Records for this exercise
────────────────────────────────────────

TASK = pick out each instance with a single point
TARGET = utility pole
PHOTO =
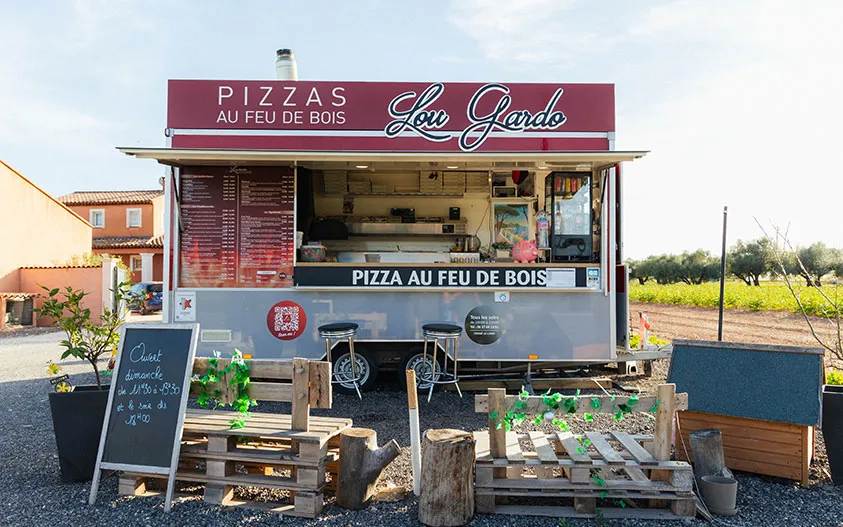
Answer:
(722, 277)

────────────────────────────────────────

Task description
The records above should be written out in full and unchanged, except that pictures are dropped.

Your response
TASK = pick out each instance with a single point
TARGET = utility pole
PHOTO =
Answer:
(722, 277)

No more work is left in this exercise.